▸ Document segment
The Hunters is a 2011 French crime horror thriller film directed by Chris Briant. The film was produced by Antoine Huet,
Thomas Malmonte, Donato Rotunno, Joseph Rouschop. It stars Dianna Agron, Steven Waddington and Tony Becker. It was released in limited theaters on December 27, 2011.

Plot
On the outskirts of town is a large abandoned fort turned wooded park. Detective Le Saint is an ex-soldier assigned to protect a police informant who he arranges to meet at an abandoned fort in the woods. Alice is a college student who sneaks into the fort with a friend to go exploring. Unfortunately, the fort is also used by a group of men as a base for hunting humans: vagrants, tourists, and anyone else who happens to stray too far into the woods or stay after the park closes. Now Le Saint and Alice are caught up in the hunt against men who see humans as their next prey.

Production
The film, while hosting an array of American actors, was filmed in Luxembourg and France.

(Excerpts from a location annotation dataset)
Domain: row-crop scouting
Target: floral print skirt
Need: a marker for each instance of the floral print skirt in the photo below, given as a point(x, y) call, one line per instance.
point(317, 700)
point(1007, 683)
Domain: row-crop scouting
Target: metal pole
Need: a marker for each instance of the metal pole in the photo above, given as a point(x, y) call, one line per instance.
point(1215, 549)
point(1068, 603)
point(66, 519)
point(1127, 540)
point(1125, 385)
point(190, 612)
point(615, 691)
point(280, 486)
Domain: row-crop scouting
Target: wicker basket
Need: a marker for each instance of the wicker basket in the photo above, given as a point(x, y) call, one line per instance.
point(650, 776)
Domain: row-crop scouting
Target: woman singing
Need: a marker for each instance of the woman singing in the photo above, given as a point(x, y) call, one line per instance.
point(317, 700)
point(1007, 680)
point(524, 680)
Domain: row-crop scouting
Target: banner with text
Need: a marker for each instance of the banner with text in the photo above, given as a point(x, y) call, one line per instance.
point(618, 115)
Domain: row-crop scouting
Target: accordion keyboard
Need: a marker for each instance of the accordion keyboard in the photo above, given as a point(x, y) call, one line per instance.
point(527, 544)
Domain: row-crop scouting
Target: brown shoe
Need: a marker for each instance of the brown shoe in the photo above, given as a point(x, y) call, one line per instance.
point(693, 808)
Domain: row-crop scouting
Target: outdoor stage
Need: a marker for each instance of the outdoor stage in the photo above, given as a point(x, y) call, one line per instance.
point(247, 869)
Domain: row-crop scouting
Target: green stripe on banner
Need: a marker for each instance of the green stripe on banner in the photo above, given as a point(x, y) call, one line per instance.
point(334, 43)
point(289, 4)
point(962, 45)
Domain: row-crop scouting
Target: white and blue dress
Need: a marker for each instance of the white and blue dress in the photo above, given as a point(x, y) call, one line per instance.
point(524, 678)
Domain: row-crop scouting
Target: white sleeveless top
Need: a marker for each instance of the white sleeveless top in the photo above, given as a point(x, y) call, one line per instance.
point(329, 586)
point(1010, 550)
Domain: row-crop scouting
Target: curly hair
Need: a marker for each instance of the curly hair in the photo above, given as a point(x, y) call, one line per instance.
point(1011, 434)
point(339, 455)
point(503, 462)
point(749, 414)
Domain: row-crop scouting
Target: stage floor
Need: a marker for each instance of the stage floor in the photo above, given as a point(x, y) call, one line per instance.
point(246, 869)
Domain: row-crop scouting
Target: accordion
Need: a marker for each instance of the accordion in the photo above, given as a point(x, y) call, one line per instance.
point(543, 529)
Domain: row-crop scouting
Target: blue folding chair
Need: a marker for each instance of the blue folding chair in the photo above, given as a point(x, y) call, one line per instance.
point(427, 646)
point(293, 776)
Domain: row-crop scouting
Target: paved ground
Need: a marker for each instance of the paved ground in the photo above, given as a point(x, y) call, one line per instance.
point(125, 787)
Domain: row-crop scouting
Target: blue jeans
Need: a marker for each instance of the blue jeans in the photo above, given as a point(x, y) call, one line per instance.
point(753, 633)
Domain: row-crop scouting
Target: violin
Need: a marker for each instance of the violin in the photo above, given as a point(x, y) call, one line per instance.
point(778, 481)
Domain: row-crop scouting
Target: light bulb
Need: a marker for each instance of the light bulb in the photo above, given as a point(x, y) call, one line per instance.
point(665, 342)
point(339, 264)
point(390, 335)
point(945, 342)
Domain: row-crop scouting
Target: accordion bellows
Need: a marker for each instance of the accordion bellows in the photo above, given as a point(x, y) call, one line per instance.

▸ Instruction
Write the next part of the article on the 2011 film The Hunters, picking up after its final sentence. The items have no role in this.

▸ Exercise result
Cast

 Dianna Agron as Alice
 Chris Briant as Le Saint
 Steven Waddington as Ronny
 Tony Becker as Oliver Sheribow
 Terence Knox as Bernard
 Jay Brown as Stephen
 Xavier Delambre as William Icham
 Philip Correia as David
 Laurent Barbier as François
 Philippe Beauvais as Cyclist
 Sascha Migge as Security Agent
 Daniel Plier as Dan Darrish
 Thomas Sanne as Sam
 Gintare Parulyte as Bernard's Secretary
 Alex Adam as Peter
 Mireille De Kerleau as Ann
 Corinne Pilutti as Beth
 Loreta Fishta	as Le Saint's Ex
 Sophie Pop as Sondra

Release
The film had limited theatrical release on December 27, 2011. It was released on DVD February 19, 2012.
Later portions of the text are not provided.